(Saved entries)
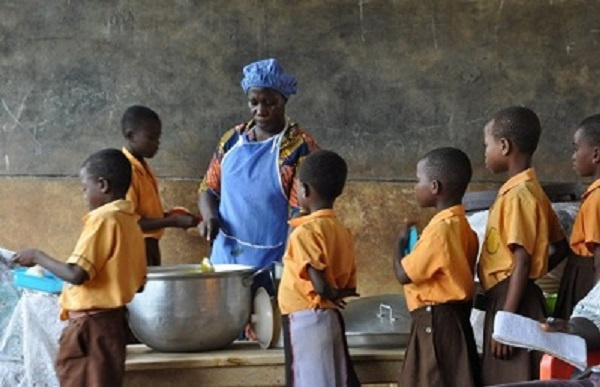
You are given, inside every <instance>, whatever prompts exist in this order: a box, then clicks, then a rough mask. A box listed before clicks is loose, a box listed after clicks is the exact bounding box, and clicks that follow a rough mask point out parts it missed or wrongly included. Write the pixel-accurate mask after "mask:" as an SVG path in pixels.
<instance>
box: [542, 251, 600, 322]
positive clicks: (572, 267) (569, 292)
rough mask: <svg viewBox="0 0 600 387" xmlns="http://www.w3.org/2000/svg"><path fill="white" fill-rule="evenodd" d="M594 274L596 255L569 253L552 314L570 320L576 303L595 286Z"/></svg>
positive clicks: (565, 265) (576, 303)
mask: <svg viewBox="0 0 600 387" xmlns="http://www.w3.org/2000/svg"><path fill="white" fill-rule="evenodd" d="M594 276H595V273H594V257H580V256H577V255H569V257H568V258H567V264H566V265H565V269H564V271H563V276H562V278H561V279H560V287H559V288H558V298H557V299H556V308H555V309H554V313H553V314H552V315H553V316H554V317H558V318H563V319H565V320H568V319H569V317H571V313H572V312H573V308H575V305H577V303H578V302H579V301H580V300H581V299H582V298H583V297H585V296H586V295H587V294H588V293H589V291H590V290H592V288H593V287H594V283H595V279H594Z"/></svg>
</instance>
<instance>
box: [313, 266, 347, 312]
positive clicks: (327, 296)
mask: <svg viewBox="0 0 600 387" xmlns="http://www.w3.org/2000/svg"><path fill="white" fill-rule="evenodd" d="M307 272H308V278H310V282H312V284H313V287H314V288H315V292H316V293H317V294H318V295H319V296H321V297H322V298H324V299H326V300H329V301H332V302H333V303H334V304H336V305H337V306H338V307H339V308H344V306H346V302H345V301H344V298H346V297H354V296H358V294H357V293H356V288H342V289H334V288H332V287H331V286H329V284H328V283H327V280H326V279H325V274H324V273H323V271H321V270H317V269H315V268H314V267H312V266H310V265H308V268H307Z"/></svg>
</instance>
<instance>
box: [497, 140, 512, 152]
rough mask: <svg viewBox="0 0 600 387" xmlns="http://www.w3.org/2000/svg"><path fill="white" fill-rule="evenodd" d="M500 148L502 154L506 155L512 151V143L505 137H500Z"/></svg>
mask: <svg viewBox="0 0 600 387" xmlns="http://www.w3.org/2000/svg"><path fill="white" fill-rule="evenodd" d="M500 150H501V151H502V156H507V155H508V154H509V153H510V152H511V151H512V143H511V142H510V140H509V139H508V138H506V137H502V138H501V139H500Z"/></svg>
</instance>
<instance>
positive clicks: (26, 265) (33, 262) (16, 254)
mask: <svg viewBox="0 0 600 387" xmlns="http://www.w3.org/2000/svg"><path fill="white" fill-rule="evenodd" d="M37 252H38V250H36V249H28V250H21V251H17V252H16V253H15V255H13V257H12V260H11V266H16V265H20V266H26V267H31V266H35V265H37V262H36V255H37Z"/></svg>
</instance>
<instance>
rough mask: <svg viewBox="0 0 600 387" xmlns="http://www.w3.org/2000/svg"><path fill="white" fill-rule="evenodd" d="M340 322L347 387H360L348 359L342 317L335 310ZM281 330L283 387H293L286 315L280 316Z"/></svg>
mask: <svg viewBox="0 0 600 387" xmlns="http://www.w3.org/2000/svg"><path fill="white" fill-rule="evenodd" d="M335 312H336V314H337V316H338V319H339V322H340V329H341V332H342V341H343V345H344V352H345V354H346V370H347V373H348V387H360V381H359V380H358V376H357V375H356V372H355V371H354V366H353V365H352V359H351V358H350V352H349V351H348V342H347V340H346V325H345V323H344V317H343V316H342V314H341V313H340V311H339V310H337V309H335ZM281 330H282V334H283V353H284V356H285V385H286V386H287V387H294V384H293V379H294V378H293V374H294V372H293V369H292V367H293V363H294V359H293V354H292V340H291V337H290V317H289V315H287V314H283V315H281Z"/></svg>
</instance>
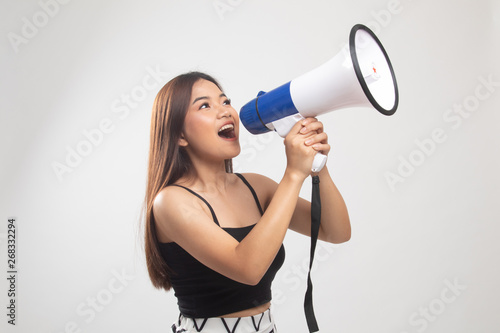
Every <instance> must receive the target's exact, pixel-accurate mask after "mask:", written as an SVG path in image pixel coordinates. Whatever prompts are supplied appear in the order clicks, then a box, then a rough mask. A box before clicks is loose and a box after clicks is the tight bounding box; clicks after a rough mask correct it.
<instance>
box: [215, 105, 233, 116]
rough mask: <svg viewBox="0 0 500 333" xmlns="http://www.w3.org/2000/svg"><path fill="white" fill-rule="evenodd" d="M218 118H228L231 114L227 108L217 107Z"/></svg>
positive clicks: (222, 106) (228, 109)
mask: <svg viewBox="0 0 500 333" xmlns="http://www.w3.org/2000/svg"><path fill="white" fill-rule="evenodd" d="M218 116H219V118H224V117H226V118H229V117H231V112H230V111H229V109H228V108H227V107H224V106H223V105H221V106H219V112H218Z"/></svg>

- _Problem details_
Please reproduce all of the records above, swapping every "rough mask" for "coarse mask" and keeping everything else unchanged, with the pictures left out.

- _Your solution_
You are given, inside every <instance>, whatever prompts exist in this order: a box, then clicks, then a coarse mask. A box listed before clicks is loose, a box listed after clicks is the exact bounding box, and clicks that follow a coarse mask point out parts it missed or wrongly included. Write the pixel-accurate mask after "mask:" as an SVG path in pixels.
<instance>
box: [542, 251, 600, 322]
positive clicks: (572, 267) (569, 292)
coarse mask: <svg viewBox="0 0 600 387" xmlns="http://www.w3.org/2000/svg"><path fill="white" fill-rule="evenodd" d="M594 274L596 255L569 253L552 314L570 320L576 303L595 286Z"/></svg>
positive clicks: (565, 265) (576, 303)
mask: <svg viewBox="0 0 600 387" xmlns="http://www.w3.org/2000/svg"><path fill="white" fill-rule="evenodd" d="M594 276H595V273H594V257H580V256H577V255H569V257H568V258H567V264H566V265H565V269H564V271H563V276H562V278H561V279H560V287H559V288H558V298H557V299H556V308H555V309H554V313H553V314H552V315H553V316H554V317H558V318H563V319H565V320H568V319H569V317H571V313H572V312H573V308H575V305H577V303H578V302H579V301H580V300H581V299H582V298H583V297H585V296H586V295H587V294H588V293H589V291H590V290H592V288H593V287H594V283H595V279H594Z"/></svg>
</instance>
<instance>
box: [313, 266, 347, 312]
positive clicks: (327, 296)
mask: <svg viewBox="0 0 600 387" xmlns="http://www.w3.org/2000/svg"><path fill="white" fill-rule="evenodd" d="M307 272H308V278H310V282H312V284H313V287H314V288H315V292H316V293H317V294H318V295H319V296H321V297H322V298H324V299H326V300H329V301H332V302H333V303H334V304H336V305H337V306H338V307H339V308H344V306H346V302H345V301H344V298H346V297H354V296H358V294H357V293H356V288H342V289H334V288H332V287H331V286H329V284H328V283H327V280H326V279H325V274H324V273H323V271H321V270H317V269H315V268H314V267H312V266H310V265H308V268H307Z"/></svg>
</instance>
<instance>
box: [497, 140, 512, 152]
coarse mask: <svg viewBox="0 0 600 387" xmlns="http://www.w3.org/2000/svg"><path fill="white" fill-rule="evenodd" d="M500 148L502 154L506 155L512 151V143L505 137H500Z"/></svg>
mask: <svg viewBox="0 0 600 387" xmlns="http://www.w3.org/2000/svg"><path fill="white" fill-rule="evenodd" d="M500 150H501V151H502V156H507V155H508V154H509V153H510V152H511V151H512V143H511V142H510V140H509V139H508V138H506V137H502V138H501V139H500Z"/></svg>
</instance>
<instance>
positive clicks: (26, 265) (33, 262) (16, 254)
mask: <svg viewBox="0 0 600 387" xmlns="http://www.w3.org/2000/svg"><path fill="white" fill-rule="evenodd" d="M37 252H38V250H36V249H28V250H21V251H17V252H16V253H15V255H13V257H12V260H11V266H16V265H20V266H26V267H31V266H35V265H37V262H36V255H37Z"/></svg>
</instance>
<instance>
coarse mask: <svg viewBox="0 0 600 387" xmlns="http://www.w3.org/2000/svg"><path fill="white" fill-rule="evenodd" d="M340 322L347 387H360L348 359L342 317L335 310ZM281 330L283 387H293L286 315L280 316Z"/></svg>
mask: <svg viewBox="0 0 600 387" xmlns="http://www.w3.org/2000/svg"><path fill="white" fill-rule="evenodd" d="M335 312H336V314H337V316H338V319H339V322H340V329H341V332H342V341H343V345H344V352H345V354H346V370H347V373H348V387H360V381H359V380H358V376H357V375H356V372H355V371H354V366H353V365H352V359H351V358H350V352H349V351H348V342H347V340H346V325H345V323H344V317H343V316H342V314H341V313H340V311H339V310H337V309H335ZM281 330H282V334H283V353H284V356H285V385H286V386H287V387H294V384H293V379H294V378H293V374H294V372H293V369H292V367H293V363H294V359H293V354H292V340H291V337H290V317H289V315H287V314H283V315H281Z"/></svg>
</instance>
Every <instance> must receive the target's exact, pixel-accurate mask after "mask:", written as an SVG path in image pixel coordinates. Whatever prompts are supplied appear in the order clicks, then a box, then a coarse mask. A box before clicks is loose and a box after clicks is the tight bounding box; clicks after a coarse mask correct it.
<instance>
box: [215, 105, 233, 116]
coarse mask: <svg viewBox="0 0 500 333" xmlns="http://www.w3.org/2000/svg"><path fill="white" fill-rule="evenodd" d="M218 118H228L231 114L227 108L217 107Z"/></svg>
positive clicks: (222, 106) (228, 109)
mask: <svg viewBox="0 0 500 333" xmlns="http://www.w3.org/2000/svg"><path fill="white" fill-rule="evenodd" d="M218 116H219V118H224V117H226V118H229V117H231V112H230V111H229V109H228V108H227V107H224V106H223V105H221V106H219V112H218Z"/></svg>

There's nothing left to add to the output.